* [Extrait du document]

• • • • •

Alors que les sondages le donnaient largement favori face à Alassane Ouattara, le président du PDCI vient d’être radié de la liste électorale. Un coup de tonnerre qui relance le débat sur l’instrumentalisation de la justice à des fins politiques en Côte d’ivoire, à six mois d’un scrutin présidentiel sous tension.
Le ton est grave, le regard déterminé. Dans une vidéo diffusée dans la soirée du 22 avril, Tidjane Thiam, président du Parti démocratique de Côte d’Ivoire (PDCI), ne mâche pas ses mots : « Ce qui se passe, c’est que le pouvoir vient d’éliminer, à travers un raisonnement juridique inique et incompréhensible, son rival le plus sérieux ». Quelques heures plus tôt, le tribunal de première instance d’Abidjan prononçait sa radiation de la liste électorale, au motif qu’il aurait perdu sa nationalité ivoirienne.
Un coup dur pour l’ancien banquier d’affaires, ex-CEO de Crédit Suisse, dont le retour en politique avait nourri de grands espoirs dans les rangs de l’opposition. Candidat officiellement investi par le PDCI pour l’élection présidentielle du 25 octobre 2025, Thiam semblait incarner une alternative crédible au président sortant, Alassane Ouattara, dans un paysage politique marqué par l’usure du pouvoir et le retour en force des figures de l’opposition historique.

• • • • •

* [Consigne 1] Reproduisez fidèlement le passage de l'extrait sur Tidjane Thiam depuis « Alors que les » jusqu'à « sa nationalité ivoirienne. » inclus.
* [Consigne 2]
Répondez aux questions suivantes à partir de l'extrait sur Tidjane Thiam :
(a) À quelle date la vidéo de Tidjane Thiam a-t-elle été diffusée ?
(b) Quel tribunal a prononcé sa radiation de la liste électorale ?
(c) À quelle date l'élection présidentielle est-elle prévue ?
Ces données ne vous seront d'aucune utilité.

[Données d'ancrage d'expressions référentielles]

• • • • •

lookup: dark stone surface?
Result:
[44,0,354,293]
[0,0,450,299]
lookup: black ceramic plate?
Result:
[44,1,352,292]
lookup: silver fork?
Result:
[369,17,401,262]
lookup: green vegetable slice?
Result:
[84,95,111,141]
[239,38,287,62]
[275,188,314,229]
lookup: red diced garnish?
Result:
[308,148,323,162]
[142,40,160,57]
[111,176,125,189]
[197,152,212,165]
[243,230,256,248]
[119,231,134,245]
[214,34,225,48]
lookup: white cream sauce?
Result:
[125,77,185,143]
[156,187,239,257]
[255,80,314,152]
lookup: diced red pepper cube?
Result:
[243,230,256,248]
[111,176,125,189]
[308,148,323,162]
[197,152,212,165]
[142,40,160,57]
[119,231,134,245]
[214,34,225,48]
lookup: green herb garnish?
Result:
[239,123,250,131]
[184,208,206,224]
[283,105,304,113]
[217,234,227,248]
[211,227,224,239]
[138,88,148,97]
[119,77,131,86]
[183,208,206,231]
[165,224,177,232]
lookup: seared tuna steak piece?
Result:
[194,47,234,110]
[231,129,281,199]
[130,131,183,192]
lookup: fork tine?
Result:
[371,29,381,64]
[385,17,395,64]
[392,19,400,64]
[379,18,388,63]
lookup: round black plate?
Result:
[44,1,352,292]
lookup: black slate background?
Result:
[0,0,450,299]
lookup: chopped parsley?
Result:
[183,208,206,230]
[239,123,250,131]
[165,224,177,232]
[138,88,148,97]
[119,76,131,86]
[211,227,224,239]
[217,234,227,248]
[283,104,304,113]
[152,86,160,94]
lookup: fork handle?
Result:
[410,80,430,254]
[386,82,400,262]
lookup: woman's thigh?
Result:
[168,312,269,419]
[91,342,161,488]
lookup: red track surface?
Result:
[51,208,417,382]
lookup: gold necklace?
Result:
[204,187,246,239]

• • • • •

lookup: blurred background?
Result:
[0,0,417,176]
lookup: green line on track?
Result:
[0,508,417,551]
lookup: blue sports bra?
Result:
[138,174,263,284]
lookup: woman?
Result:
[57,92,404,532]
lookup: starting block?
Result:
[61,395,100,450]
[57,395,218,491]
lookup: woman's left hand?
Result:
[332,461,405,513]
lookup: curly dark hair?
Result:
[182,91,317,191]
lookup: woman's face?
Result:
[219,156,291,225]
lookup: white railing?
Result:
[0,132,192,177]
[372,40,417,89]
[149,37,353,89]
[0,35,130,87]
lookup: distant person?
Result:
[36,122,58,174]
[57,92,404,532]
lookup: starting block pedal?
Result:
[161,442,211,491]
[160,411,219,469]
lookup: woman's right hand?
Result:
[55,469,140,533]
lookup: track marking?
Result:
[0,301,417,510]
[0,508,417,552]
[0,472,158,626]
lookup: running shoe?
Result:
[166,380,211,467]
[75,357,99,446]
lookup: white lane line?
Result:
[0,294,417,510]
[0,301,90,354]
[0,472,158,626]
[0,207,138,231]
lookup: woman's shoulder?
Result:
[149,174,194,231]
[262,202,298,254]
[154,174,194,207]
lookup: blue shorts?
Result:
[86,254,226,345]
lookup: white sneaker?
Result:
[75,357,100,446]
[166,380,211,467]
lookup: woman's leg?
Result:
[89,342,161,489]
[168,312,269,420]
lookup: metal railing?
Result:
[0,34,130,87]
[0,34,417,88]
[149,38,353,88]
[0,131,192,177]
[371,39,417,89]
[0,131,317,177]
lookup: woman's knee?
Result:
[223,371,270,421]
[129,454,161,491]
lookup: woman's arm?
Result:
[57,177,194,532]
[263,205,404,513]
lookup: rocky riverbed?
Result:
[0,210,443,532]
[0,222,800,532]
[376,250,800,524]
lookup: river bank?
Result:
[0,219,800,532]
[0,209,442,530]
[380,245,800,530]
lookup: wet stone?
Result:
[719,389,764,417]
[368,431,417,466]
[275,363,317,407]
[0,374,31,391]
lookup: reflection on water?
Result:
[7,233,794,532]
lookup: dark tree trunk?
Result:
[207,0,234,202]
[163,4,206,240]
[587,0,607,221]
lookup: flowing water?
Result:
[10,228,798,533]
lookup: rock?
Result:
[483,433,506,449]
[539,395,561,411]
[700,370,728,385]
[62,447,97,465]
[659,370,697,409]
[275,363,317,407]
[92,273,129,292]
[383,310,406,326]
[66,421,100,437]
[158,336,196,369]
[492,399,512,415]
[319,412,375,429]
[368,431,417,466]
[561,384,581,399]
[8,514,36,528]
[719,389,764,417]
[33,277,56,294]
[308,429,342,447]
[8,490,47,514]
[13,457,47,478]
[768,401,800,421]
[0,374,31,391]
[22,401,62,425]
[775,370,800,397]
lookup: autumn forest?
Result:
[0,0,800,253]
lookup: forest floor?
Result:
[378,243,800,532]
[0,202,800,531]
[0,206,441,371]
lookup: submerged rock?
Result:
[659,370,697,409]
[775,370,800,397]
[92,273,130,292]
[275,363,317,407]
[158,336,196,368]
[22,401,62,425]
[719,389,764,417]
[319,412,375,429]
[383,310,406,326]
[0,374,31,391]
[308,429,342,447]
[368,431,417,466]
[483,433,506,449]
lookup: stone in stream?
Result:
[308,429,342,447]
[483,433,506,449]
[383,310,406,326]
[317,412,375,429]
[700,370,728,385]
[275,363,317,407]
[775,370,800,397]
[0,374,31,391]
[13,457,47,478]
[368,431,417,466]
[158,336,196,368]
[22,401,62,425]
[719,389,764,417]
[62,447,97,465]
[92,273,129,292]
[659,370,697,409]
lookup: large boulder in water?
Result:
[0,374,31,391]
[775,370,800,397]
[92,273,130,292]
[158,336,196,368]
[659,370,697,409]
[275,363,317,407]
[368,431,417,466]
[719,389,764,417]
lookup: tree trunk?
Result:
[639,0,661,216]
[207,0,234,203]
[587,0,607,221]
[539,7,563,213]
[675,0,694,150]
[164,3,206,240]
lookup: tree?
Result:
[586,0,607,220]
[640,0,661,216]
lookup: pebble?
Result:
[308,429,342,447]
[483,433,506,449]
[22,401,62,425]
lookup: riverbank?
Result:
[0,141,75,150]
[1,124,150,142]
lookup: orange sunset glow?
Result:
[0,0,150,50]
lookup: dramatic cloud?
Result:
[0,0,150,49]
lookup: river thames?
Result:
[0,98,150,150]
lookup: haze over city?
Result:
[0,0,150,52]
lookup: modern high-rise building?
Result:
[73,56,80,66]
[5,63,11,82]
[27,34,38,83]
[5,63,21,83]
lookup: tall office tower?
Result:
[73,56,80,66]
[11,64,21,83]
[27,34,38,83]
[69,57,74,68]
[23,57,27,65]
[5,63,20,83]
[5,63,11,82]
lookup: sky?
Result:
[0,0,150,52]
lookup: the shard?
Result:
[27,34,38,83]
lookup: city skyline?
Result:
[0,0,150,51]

• • • • •

* [Réponse 1]
Alors que les sondages le donnaient largement favori face à Alassane Ouattara, le président du PDCI vient d’être radié de la liste électorale. Un coup de tonnerre qui relance le débat sur l’instrumentalisation de la justice à des fins politiques en Côte d’ivoire, à six mois d’un scrutin présidentiel sous tension.
Le ton est grave, le regard déterminé. Dans une vidéo diffusée dans la soirée du 22 avril, Tidjane Thiam, président du Parti démocratique de Côte d’Ivoire (PDCI), ne mâche pas ses mots : « Ce qui se passe, c’est que le pouvoir vient d’éliminer, à travers un raisonnement juridique inique et incompréhensible, son rival le plus sérieux ». Quelques heures plus tôt, le tribunal de première instance d’Abidjan prononçait sa radiation de la liste électorale, au motif qu’il aurait perdu sa nationalité ivoirienne.

* [Réponse 2]
(a) Dans la soirée du 22 avril.
(b) Le tribunal de première instance d'Abidjan.
(c) Le 25 octobre 2025.